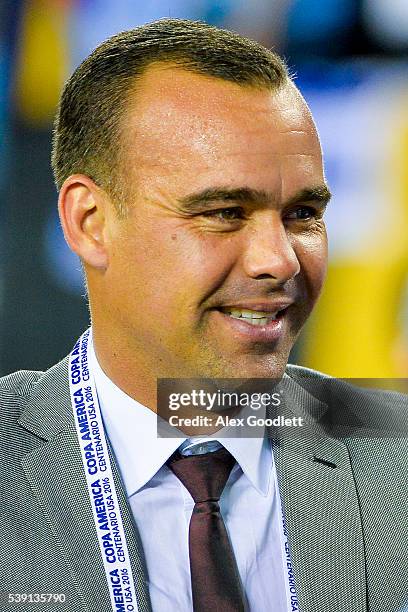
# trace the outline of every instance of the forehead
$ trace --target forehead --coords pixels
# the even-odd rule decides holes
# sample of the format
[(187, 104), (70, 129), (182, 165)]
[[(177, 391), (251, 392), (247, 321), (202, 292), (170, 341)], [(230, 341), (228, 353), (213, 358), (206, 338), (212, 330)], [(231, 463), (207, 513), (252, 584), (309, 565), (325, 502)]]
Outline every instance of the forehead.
--
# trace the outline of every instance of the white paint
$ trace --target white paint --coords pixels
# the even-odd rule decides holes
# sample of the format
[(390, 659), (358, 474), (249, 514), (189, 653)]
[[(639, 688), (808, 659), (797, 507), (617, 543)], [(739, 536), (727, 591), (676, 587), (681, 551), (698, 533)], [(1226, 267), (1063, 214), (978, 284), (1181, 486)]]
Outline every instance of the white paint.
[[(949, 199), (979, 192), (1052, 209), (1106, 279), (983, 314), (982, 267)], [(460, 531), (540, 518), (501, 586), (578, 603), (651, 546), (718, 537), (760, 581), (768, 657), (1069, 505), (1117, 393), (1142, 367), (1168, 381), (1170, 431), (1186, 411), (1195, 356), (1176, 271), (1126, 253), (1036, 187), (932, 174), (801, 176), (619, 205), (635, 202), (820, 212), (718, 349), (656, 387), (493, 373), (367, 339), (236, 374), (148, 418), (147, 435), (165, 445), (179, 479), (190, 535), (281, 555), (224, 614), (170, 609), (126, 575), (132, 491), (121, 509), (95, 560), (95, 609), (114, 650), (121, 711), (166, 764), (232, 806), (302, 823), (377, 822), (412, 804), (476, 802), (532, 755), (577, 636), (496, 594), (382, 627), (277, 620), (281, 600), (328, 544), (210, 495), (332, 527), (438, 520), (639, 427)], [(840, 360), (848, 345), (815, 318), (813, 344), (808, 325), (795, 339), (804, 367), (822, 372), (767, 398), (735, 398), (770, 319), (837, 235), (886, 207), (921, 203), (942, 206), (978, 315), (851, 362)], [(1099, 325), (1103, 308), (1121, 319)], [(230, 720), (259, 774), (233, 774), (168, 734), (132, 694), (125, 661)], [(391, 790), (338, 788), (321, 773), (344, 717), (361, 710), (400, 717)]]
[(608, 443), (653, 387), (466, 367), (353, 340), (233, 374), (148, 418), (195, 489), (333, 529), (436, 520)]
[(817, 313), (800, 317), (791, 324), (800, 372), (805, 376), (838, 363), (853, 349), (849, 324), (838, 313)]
* * *
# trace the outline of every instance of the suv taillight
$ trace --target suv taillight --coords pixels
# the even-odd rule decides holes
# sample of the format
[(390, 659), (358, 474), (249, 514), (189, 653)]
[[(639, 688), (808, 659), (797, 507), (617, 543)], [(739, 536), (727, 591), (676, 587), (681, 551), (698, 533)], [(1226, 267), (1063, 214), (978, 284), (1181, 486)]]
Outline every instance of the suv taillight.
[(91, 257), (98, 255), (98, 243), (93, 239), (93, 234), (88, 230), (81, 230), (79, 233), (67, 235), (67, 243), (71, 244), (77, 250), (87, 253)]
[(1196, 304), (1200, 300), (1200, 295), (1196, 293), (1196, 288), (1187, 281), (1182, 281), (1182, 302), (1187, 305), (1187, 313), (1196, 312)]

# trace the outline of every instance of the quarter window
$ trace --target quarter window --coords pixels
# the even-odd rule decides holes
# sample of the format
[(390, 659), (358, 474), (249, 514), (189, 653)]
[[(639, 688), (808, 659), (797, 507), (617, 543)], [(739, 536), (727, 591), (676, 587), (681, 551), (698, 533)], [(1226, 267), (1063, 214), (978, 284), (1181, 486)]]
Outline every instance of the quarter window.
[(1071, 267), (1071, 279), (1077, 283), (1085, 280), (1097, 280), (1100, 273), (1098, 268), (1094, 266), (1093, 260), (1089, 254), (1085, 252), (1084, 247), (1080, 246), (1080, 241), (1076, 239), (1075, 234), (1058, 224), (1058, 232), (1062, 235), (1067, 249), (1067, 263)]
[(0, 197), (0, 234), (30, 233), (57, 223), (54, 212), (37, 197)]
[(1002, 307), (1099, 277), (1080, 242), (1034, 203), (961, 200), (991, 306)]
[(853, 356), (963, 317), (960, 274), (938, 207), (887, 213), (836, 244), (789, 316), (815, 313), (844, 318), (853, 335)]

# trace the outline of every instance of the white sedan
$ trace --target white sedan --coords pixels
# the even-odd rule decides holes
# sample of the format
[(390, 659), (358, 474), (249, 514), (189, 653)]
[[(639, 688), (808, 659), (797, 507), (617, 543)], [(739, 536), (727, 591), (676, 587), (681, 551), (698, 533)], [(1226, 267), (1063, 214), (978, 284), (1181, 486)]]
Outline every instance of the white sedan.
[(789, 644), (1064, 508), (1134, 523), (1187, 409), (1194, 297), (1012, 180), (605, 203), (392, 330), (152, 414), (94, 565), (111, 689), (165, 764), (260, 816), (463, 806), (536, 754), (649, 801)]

__TASK STATEMENT__.
For the string "pixels", return every line of the data where it appears.

__RESULT FOR THIS EXERCISE__.
$ trace --target forehead --coords pixels
$ trace --target white paint --coords pixels
$ trace --target suv taillight --coords pixels
$ trace --target quarter window --coords pixels
$ trace --target white sedan --coords pixels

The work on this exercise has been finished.